> _EXTRACTED TEXT_
- - - - -

Networks Throughout the Tri-Border Area

Hezbollah involvement in South America used to be mostly concentrated in a region known as the “Tri-Border” area, where the Brazil, Argentina, and Paraguay borders all come together.

Criminal activity in this area includes, but is not limited to: money laundering, recruitment, terror operation planning; arms trafficking; drug trafficking; monetary counterfeiting; and document forgery.

There is a sizeable Lebanese Shiite population in South America, especially concentrated in the Tri-Border area, allowing Hezbollah to conduct operations. It is a lawless area where Hezbollah raises $10 million according to SouthCom and $20 million according to Rand Corporation.




The group’s activity, however, has greatly expanded, and there are two major Hezbollah networks operating in South America: The Hojjat al-Eslam Mohsen Rabbani Network and the Ghazi Atef Salameh Nassereddine Network.

Hezbollah intelligence bases and covert centers span countries such as Brazil, Paraguay, Uruguay, Chile, Colombia, Guyana, Trinidad and Tobago, Suriname, and Venezuela.

Narcotics Trafficking

Narcotic trafficking in Latin America is a primary revenue stream for Hezbollah. The terror group moves drugs from the Tri-Border area to Europe and the Middle East frequently and uses it as an integral part of a global criminal enterprise.

- - - - -

> _RECORDS SUPPLIED_
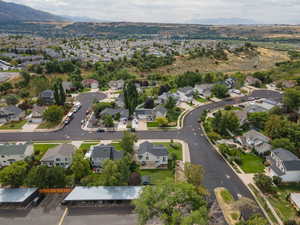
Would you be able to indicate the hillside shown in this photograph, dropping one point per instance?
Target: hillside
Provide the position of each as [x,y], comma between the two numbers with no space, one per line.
[11,12]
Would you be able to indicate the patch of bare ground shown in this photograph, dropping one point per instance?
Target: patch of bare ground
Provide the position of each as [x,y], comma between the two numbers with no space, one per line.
[266,59]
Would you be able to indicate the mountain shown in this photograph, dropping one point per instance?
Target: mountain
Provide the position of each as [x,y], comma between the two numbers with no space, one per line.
[11,12]
[223,21]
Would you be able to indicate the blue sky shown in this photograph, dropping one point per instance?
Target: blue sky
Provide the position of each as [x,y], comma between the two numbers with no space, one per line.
[263,11]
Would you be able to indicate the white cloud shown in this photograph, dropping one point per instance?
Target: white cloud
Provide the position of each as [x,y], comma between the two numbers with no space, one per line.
[264,11]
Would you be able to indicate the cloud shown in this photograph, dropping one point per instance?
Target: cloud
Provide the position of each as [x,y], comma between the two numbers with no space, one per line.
[179,11]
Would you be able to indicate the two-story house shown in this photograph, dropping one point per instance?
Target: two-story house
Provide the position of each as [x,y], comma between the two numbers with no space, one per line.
[284,164]
[61,155]
[98,154]
[10,153]
[255,140]
[150,154]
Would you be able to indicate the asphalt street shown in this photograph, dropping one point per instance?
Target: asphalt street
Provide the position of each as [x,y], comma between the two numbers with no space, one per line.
[217,172]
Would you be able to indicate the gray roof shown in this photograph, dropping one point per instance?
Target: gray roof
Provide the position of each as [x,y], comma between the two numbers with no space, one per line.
[104,193]
[157,150]
[13,149]
[106,151]
[15,195]
[63,150]
[284,154]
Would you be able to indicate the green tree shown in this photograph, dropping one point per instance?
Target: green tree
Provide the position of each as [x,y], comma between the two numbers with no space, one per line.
[264,182]
[11,100]
[172,203]
[127,142]
[130,97]
[53,114]
[291,99]
[220,90]
[46,177]
[80,167]
[14,174]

- - - - -

> _WORK ORDER 1_
Retype the passage on Hezbollah in South America from "Hezbollah involvement in" to "and document forgery.".
> _WORK ORDER 2_
In the passage on Hezbollah in South America, which three countries' borders meet in the Tri-Border area?

> _EXERCISE RESPONSE 1_
Hezbollah involvement in South America used to be mostly concentrated in a region known as the “Tri-Border” area, where the Brazil, Argentina, and Paraguay borders all come together.

Criminal activity in this area includes, but is not limited to: money laundering, recruitment, terror operation planning; arms trafficking; drug trafficking; monetary counterfeiting; and document forgery.

> _EXERCISE RESPONSE 2_
Brazil, Argentina, and Paraguay.